Aim of the task: Each line below is to be written out in full, exactly as shown.

Dataset rows:
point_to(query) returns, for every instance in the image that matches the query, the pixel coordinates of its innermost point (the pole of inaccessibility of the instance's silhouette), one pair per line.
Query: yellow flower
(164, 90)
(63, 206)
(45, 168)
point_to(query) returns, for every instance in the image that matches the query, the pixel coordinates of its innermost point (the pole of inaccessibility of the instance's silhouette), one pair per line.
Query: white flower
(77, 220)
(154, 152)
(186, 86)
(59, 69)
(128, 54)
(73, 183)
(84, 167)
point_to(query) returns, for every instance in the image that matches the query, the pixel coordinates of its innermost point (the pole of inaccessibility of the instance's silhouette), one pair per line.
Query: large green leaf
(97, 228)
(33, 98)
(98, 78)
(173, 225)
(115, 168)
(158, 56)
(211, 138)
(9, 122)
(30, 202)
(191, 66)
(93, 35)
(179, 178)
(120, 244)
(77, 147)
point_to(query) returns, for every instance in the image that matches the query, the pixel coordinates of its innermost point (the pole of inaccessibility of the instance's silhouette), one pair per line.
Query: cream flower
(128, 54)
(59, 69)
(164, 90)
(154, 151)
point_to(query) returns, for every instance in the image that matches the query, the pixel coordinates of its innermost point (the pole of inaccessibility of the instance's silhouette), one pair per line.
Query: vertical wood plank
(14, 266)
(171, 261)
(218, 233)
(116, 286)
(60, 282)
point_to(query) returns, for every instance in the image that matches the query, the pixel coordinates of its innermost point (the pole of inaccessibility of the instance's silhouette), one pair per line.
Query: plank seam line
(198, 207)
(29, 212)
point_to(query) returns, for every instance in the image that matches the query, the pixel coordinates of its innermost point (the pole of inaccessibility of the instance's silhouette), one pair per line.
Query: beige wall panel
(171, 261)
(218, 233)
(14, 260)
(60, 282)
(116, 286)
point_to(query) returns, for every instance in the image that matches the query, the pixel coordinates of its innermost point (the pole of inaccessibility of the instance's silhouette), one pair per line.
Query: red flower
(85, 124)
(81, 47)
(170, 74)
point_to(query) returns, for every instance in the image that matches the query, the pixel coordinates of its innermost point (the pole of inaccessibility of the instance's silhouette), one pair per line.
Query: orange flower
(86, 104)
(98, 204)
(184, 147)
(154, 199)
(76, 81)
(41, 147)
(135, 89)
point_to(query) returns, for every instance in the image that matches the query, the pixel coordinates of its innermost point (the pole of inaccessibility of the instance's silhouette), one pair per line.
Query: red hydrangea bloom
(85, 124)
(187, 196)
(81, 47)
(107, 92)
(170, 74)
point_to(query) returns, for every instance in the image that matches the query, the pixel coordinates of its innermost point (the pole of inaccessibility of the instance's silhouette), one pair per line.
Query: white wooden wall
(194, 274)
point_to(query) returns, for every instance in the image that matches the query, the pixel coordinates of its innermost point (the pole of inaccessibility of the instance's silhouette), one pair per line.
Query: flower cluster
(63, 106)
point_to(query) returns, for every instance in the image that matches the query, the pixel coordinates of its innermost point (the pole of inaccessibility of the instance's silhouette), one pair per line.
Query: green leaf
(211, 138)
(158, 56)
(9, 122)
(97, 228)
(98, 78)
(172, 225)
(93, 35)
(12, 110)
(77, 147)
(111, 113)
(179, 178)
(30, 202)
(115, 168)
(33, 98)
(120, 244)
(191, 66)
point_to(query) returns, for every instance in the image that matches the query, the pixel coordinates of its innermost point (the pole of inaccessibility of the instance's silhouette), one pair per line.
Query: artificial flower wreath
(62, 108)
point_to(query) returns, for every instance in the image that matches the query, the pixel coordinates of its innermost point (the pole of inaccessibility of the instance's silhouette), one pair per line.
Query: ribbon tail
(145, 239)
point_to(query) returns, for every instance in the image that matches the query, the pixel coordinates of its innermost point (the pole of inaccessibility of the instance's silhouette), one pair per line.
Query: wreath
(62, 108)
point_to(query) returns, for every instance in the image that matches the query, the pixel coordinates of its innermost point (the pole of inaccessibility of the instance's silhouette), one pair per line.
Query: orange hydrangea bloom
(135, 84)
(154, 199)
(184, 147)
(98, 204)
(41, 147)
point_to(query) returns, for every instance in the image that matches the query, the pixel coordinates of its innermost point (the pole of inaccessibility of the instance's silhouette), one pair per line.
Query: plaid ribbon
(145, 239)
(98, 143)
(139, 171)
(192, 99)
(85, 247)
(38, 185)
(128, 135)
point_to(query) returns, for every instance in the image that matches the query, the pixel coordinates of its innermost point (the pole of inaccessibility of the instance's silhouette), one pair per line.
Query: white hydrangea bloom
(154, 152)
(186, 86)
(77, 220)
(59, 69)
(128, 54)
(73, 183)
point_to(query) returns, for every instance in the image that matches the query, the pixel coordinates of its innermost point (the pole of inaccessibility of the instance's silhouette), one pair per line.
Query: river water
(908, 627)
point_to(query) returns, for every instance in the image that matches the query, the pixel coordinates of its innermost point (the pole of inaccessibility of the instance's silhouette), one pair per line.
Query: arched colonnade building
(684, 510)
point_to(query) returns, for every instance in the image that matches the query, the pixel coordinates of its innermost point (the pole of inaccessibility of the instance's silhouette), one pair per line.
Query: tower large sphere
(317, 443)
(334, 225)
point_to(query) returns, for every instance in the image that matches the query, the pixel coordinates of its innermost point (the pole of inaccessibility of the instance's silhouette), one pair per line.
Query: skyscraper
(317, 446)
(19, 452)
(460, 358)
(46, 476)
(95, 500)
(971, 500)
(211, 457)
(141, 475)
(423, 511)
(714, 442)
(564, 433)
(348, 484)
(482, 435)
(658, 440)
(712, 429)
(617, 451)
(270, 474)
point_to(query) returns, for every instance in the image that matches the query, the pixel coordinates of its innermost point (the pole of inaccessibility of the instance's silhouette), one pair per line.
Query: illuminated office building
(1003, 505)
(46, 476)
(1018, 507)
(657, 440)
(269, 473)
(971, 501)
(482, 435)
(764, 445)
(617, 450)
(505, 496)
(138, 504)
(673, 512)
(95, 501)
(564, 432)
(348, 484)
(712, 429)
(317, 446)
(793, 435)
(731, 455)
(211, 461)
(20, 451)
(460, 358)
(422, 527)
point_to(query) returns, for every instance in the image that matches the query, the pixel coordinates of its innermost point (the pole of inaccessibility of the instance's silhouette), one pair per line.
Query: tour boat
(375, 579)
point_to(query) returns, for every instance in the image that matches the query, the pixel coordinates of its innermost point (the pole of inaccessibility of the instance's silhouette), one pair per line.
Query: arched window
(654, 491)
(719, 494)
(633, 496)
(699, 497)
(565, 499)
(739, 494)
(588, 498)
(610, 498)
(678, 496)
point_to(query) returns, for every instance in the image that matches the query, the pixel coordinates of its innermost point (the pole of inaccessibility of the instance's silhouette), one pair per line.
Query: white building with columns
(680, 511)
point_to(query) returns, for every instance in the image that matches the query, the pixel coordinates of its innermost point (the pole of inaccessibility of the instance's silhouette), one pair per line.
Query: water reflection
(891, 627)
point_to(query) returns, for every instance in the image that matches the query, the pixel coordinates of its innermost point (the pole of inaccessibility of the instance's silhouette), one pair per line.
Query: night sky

Exercise answer:
point_to(query) returns, for every instance in the image that matches the query, the pixel coordinates of its innermost point (the pole of inaccessibility of the instance's silhouette), one pair per line.
Query: yellow flower
(164, 90)
(63, 206)
(45, 168)
point_to(query) returns, for every instance in the image that matches the query, the pixel coordinates of its innermost point (the pole of inaccessibility of the instance's silhouette), one pair per line.
Query: white flower
(77, 220)
(154, 152)
(186, 86)
(59, 69)
(128, 54)
(73, 183)
(84, 167)
point_to(query) returns, for every instance in the image that matches the query, the pixel coordinates of its innermost point (the pole of inaccessibility of the instance's silhouette), one pair per line.
Query: large green leaf
(97, 228)
(33, 98)
(98, 78)
(173, 225)
(115, 168)
(158, 56)
(211, 138)
(9, 122)
(30, 202)
(191, 66)
(93, 35)
(179, 178)
(120, 244)
(77, 147)
point_to(query) returns, for every instance in the image that matches the query, the pixel coordinates of its innermost point (the pole of inaccessibility of the instance's silhouette), one pair per line.
Query: cream flower
(128, 54)
(59, 69)
(164, 90)
(154, 151)
point_to(query) returns, for every instance in the image that matches the query, the pixel coordinates of its innermost point (the pole of inaccessibility of the instance's silhouette), one pair per line.
Query: vertical wood plank
(14, 266)
(171, 261)
(218, 233)
(116, 286)
(60, 282)
point_to(query) returns, for every instance in the image that matches the query, the pixel coordinates of its innermost point (the pole of inaccessibility of the instance's silhouette), one pair per line.
Query: plank seam line
(198, 207)
(29, 212)
point_to(query) returns, for every instance in the image that matches the query, the pixel coordinates of its innermost point (the pole of inaccessibility of the instance's silhouette), one pair per line.
Query: beige wall panel
(171, 261)
(218, 233)
(14, 260)
(60, 282)
(116, 286)
point_to(query) returns, for every instance in the image that matches the query, the pixel coordinates of its innermost point (the pole of inaccessibility of the instance's silhouette), one pair per line.
Query: red flower
(85, 124)
(81, 47)
(170, 74)
point_to(query) returns, for every instance in the image that matches the query, the pixel coordinates of its innermost point (the pole of inaccessibility of the instance's silhouette), one pair per line.
Query: orange flower
(86, 104)
(98, 204)
(184, 147)
(154, 199)
(76, 81)
(41, 147)
(135, 89)
point_to(query) returns, for every instance in the image that matches the query, the pixel coordinates of its innermost point (the pole of inaccessibility of the instance's silhouette), one pair per line.
Query: red hydrangea bloom
(85, 124)
(187, 196)
(81, 47)
(107, 92)
(170, 74)
point_to(query) returns, for every instance in the image that matches the query, the pixel coordinates of its innermost point (the pole of inaccessibility of the instance's silhouette), one pair per line.
Query: white wooden wall
(194, 274)
point_to(query) returns, for every instance in the image that matches the query, the pixel coordinates of its innermost point (the pole of inaccessibility of the instance's silhouette), one pair per line.
Query: flower cluster
(63, 106)
point_to(query) returns, for every instance in the image that matches the query, the pixel coordinates of its innermost point (the pole of inaccessibility of the instance's silhouette), one pair per line.
Query: green leaf
(211, 138)
(158, 56)
(9, 122)
(97, 228)
(98, 78)
(172, 225)
(93, 35)
(12, 110)
(77, 147)
(111, 113)
(179, 178)
(30, 202)
(115, 168)
(33, 98)
(120, 244)
(191, 66)
point_to(query) returns, for every instance in the image that matches the query, the pixel coordinates of its innermost point (the pole of inaccessibility of the instance's silhouette), one pair per line.
Query: artificial flower wreath
(62, 108)
point_to(query) returns, for every instance in the image that matches the query, the pixel coordinates of its innermost point (the pole of inaccessibility of the instance's silhouette), one pair per line.
Query: ribbon tail
(145, 239)
point_to(query) returns, for every instance in the image that matches the query, the pixel coordinates of its innermost point (the pole of inaccessibility of the instance's silhouette), one pair per line.
Query: wreath
(62, 108)
point_to(query) returns, for every instance in the image that matches the query, the pixel coordinates of its innermost point (the pole of inaccessibility of the instance's silhouette), one pair per line.
Query: orange hydrangea bloom
(135, 84)
(154, 199)
(184, 147)
(98, 204)
(41, 147)
point_to(query) returns, for every instance in the image that matches the query, the pixel coordinates of its innermost point (the pole of inaccessibility of the instance's silhouette), one pair per line.
Query: plaid ribbon
(145, 239)
(98, 143)
(139, 171)
(192, 99)
(85, 247)
(38, 185)
(128, 135)
point_to(query) returns, for every instance in the image that matches the query, the pixel coordinates of its innermost point (the pole of inaccessibility of the instance's silhouette), one pair per line.
Query: white hydrangea bloom
(154, 152)
(186, 86)
(77, 220)
(59, 69)
(128, 54)
(73, 183)
point_to(query) returns, for every instance in the image that matches the query, the pixel coordinates of its innermost point (the pole of inaccessibility of the instance's silhouette), one pair per line.
Query: river water
(908, 627)
point_to(query) returns, for every instance in the image that matches the query, the pixel coordinates of its innermost point (the pole of inaccessibility of the instance's silhouette), one pair per line.
Query: arched colonnade building
(684, 510)
point_to(query) returns, for every instance in the image that matches the query, the pixel coordinates of its innermost point (the pole of inaccessibility of the instance's silhouette), one pair per line.
Query: tower large sphere
(317, 443)
(334, 225)
point_to(query) returns, for every instance in the image that matches the query, the pixel coordinates of its innermost point (the pole of inaccessibility of the instance's silhouette), one pair per line.
Query: skyscraper
(317, 446)
(19, 452)
(460, 358)
(46, 476)
(95, 500)
(971, 500)
(211, 457)
(141, 475)
(423, 511)
(714, 442)
(564, 433)
(348, 484)
(482, 435)
(658, 440)
(712, 429)
(617, 451)
(270, 474)
point_to(query) returns, for every instance in the image that matches the query, the pixel coordinates of its innermost point (the pole of inaccessibility of the instance's silhouette), one pair per line.
Query: illuminated office building
(1003, 505)
(46, 476)
(1018, 507)
(657, 440)
(269, 473)
(971, 501)
(482, 435)
(764, 445)
(617, 450)
(505, 496)
(138, 504)
(673, 512)
(95, 501)
(564, 432)
(348, 484)
(712, 429)
(317, 446)
(793, 435)
(731, 455)
(211, 461)
(20, 451)
(460, 358)
(422, 527)
point_to(query) returns, for every instance in the image that matches the query, the pixel coordinates of its innermost point (the pole of inaccessibility of the instance's silhouette), one pair per line.
Query: tour boat
(375, 579)
point_to(query) returns, for every instance in the image that matches the query, the pixel coordinates of its innermost point (the pole of inaccessibility of the instance's silhouette), one pair per line.
Query: arched window
(654, 491)
(719, 494)
(633, 496)
(699, 497)
(565, 499)
(739, 494)
(588, 498)
(610, 498)
(678, 496)
point_to(query) returns, for every instance in the image that matches the query, the pixel coordinates of its innermost point (the pole of inaccessibility of the instance's silhouette), one pair per line.
Query: white building with columns
(680, 511)
point_to(query) returns, for every instance in the image that matches the query, the pixel coordinates of its innermost point (the pole of inaccessibility of the instance's silhouette), one pair per line.
Query: water reflection
(891, 627)
point_to(query) returns, for every instance in the image that matches the query, the pixel coordinates of its innermost point (the pole of inaccessibility of the instance's silhouette), one pair per line.
Query: night sky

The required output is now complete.